## Task
Swap every "one dot per instance" in the material for "one marker per instance". Reproduce all the lines with nothing else changed.

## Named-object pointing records
+ + +

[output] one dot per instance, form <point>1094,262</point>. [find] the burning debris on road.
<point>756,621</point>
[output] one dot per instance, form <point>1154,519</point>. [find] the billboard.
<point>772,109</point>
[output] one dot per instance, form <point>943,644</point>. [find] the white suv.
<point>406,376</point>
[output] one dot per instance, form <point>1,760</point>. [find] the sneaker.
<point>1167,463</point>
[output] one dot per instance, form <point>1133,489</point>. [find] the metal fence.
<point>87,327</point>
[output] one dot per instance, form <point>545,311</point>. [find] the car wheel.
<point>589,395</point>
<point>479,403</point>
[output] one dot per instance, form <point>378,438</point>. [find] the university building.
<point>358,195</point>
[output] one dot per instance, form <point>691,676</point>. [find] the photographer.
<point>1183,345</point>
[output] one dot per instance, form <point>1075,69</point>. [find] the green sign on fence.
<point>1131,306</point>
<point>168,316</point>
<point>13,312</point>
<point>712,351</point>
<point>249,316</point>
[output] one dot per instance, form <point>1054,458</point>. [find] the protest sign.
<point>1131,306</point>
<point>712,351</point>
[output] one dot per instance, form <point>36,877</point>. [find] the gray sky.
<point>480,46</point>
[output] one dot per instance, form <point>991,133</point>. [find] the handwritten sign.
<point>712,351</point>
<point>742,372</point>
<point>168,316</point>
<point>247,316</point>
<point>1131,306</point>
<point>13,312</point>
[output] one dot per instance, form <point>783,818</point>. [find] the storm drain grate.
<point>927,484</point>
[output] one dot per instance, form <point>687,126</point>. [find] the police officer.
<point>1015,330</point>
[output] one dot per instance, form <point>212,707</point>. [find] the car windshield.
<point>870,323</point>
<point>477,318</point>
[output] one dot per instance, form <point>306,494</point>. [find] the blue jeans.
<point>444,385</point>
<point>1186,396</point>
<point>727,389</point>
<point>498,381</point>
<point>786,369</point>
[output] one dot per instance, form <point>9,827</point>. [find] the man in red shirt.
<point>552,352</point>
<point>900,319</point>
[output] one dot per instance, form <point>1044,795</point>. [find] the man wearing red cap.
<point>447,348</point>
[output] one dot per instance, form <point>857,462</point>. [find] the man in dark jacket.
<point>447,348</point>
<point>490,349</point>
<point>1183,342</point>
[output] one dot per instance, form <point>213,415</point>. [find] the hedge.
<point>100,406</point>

+ + +

## Response below
[output] one marker per instance, form <point>1094,262</point>. [find] the burning debris on road.
<point>756,621</point>
[output] one marker per instance, form <point>1154,519</point>. [find] the billboard.
<point>772,109</point>
[output] one marker per instance, form <point>943,644</point>. [find] the white suv.
<point>406,376</point>
[output] one marker per instance, form <point>1,760</point>. [find] the sneaker.
<point>1167,463</point>
[output] one marker per instance, form <point>1133,489</point>. [find] the metal fence.
<point>87,327</point>
[output] one marker per instance, form <point>545,311</point>. [find] the car wheel.
<point>589,395</point>
<point>479,403</point>
[output] one marker per instance, form <point>378,438</point>. [find] the university building.
<point>358,195</point>
[output] one marker per instance, form <point>691,676</point>. [find] the photographer.
<point>1183,345</point>
[output] one marker per instance, form <point>1075,69</point>. [find] the green sign on fence.
<point>1131,306</point>
<point>168,316</point>
<point>13,312</point>
<point>712,351</point>
<point>249,316</point>
[output] one marker per instance, form <point>1054,458</point>. [find] the protest sign.
<point>1131,306</point>
<point>712,351</point>
[output] one marker per instance, form <point>36,877</point>. [find] the gray sky.
<point>480,46</point>
[output] one marker per instance, form <point>991,133</point>. [find] the handwritten sign.
<point>712,351</point>
<point>742,372</point>
<point>168,316</point>
<point>247,316</point>
<point>1131,306</point>
<point>13,312</point>
[output] one marker per instance, form <point>783,818</point>. [find] the storm drain grate.
<point>927,484</point>
[output] one marker per instance, form <point>687,126</point>. [find] the police officer.
<point>1015,330</point>
[output] one marker per instance, form <point>212,707</point>. [find] the car windshield.
<point>870,323</point>
<point>477,318</point>
[output] one marker per instance, form <point>306,494</point>. [find] the blue jeans.
<point>444,385</point>
<point>1186,396</point>
<point>727,389</point>
<point>498,381</point>
<point>786,369</point>
[output] one marker per instance, form <point>9,827</point>. [find] the man in red shirt.
<point>552,352</point>
<point>900,319</point>
[output] one marker per instance, form <point>1044,795</point>. [find] the man wearing red cap.
<point>447,348</point>
[output] one marker per instance, form <point>857,462</point>. [find] the man in dark jacket.
<point>447,348</point>
<point>490,349</point>
<point>1183,342</point>
[output] one marker per instance, form <point>213,415</point>. [find] the hedge.
<point>100,406</point>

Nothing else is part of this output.